::: DATA ENTRIES
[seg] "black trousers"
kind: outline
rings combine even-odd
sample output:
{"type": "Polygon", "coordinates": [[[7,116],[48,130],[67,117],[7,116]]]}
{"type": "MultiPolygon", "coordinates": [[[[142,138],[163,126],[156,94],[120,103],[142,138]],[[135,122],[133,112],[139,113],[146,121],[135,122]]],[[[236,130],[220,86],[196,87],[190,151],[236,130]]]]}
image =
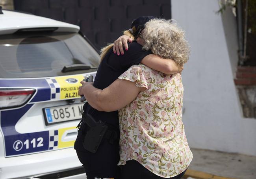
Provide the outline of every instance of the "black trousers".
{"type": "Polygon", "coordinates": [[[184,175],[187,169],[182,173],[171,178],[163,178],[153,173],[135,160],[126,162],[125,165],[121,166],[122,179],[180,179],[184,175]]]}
::::::
::: DATA ENTRIES
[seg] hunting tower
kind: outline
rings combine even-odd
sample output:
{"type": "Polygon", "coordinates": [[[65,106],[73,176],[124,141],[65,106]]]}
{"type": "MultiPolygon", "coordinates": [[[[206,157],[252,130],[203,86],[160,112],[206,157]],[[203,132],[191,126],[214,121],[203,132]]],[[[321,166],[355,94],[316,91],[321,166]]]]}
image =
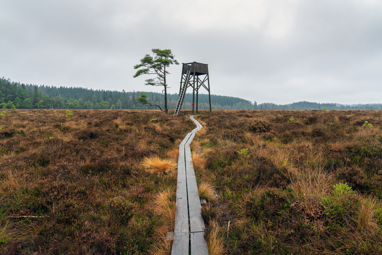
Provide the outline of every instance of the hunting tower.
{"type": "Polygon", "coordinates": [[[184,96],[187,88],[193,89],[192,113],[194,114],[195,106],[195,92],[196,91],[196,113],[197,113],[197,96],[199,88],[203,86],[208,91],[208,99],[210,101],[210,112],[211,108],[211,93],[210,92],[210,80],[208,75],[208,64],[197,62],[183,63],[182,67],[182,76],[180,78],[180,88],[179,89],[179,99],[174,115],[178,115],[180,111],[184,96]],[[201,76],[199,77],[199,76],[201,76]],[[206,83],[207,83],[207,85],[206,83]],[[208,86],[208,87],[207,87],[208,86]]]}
::::::
::: DATA ENTRIES
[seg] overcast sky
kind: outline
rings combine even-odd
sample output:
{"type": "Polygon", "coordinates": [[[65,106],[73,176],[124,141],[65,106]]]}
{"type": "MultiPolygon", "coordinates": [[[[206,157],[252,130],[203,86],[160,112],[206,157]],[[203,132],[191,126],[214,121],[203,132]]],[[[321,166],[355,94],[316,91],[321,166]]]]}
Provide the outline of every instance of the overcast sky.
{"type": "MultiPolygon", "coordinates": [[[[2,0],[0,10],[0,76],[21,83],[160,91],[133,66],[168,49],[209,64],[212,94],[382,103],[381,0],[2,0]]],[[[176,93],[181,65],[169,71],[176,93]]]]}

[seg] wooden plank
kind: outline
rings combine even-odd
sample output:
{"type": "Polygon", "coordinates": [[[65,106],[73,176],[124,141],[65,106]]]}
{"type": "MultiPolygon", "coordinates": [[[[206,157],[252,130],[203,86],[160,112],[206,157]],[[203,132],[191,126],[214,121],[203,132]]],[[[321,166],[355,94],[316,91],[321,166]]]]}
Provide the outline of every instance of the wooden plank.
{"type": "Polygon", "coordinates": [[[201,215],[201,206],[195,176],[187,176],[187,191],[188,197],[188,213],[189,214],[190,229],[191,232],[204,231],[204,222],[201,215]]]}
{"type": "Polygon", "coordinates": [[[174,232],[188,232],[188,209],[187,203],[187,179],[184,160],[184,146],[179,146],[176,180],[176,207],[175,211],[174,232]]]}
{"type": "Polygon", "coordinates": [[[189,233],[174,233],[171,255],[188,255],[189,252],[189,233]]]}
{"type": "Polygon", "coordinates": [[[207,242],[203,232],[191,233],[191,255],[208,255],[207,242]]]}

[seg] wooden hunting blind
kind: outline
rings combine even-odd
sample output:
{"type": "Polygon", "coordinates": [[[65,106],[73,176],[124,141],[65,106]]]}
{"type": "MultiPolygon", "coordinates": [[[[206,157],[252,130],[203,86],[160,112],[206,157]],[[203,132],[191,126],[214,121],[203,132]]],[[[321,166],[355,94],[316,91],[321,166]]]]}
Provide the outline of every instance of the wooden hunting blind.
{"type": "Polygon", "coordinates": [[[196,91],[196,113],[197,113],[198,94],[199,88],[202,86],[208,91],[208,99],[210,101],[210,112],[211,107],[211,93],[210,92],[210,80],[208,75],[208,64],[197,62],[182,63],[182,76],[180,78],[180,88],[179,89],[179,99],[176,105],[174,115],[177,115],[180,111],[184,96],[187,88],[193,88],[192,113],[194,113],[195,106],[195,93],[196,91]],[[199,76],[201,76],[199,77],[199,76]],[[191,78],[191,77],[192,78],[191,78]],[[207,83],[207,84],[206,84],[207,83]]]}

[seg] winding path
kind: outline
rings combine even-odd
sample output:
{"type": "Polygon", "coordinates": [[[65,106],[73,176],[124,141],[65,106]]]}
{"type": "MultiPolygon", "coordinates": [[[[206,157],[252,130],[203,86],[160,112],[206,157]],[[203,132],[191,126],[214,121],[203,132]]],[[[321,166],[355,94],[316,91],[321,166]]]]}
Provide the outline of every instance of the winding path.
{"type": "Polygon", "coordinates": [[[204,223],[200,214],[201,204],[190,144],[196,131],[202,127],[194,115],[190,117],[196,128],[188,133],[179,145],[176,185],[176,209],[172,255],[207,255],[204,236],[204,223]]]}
::::::
▶ _DIRECTIONS FOR THIS TASK_
Render the lines of the records from the line containing "[seg] hunting tower" through the line containing "Provide the outline of every instance of the hunting", inclusive, as a JSON list of strings, one string per line and no blank lines. Leave the pictures out of the answer.

▶ _FULL RESPONSE_
[
  "[seg] hunting tower",
  "kind: outline",
  "rings combine even-odd",
  "sample output:",
  "{\"type\": \"Polygon\", \"coordinates\": [[[65,106],[73,176],[124,141],[65,106]]]}",
  "{\"type\": \"MultiPolygon\", \"coordinates\": [[[[206,157],[252,130],[203,86],[160,112],[206,157]],[[203,132],[191,126],[214,121],[203,132]]],[[[321,166],[355,94],[316,91],[321,166]]]]}",
  "image =",
  "Provide the outline of every instance of the hunting tower."
]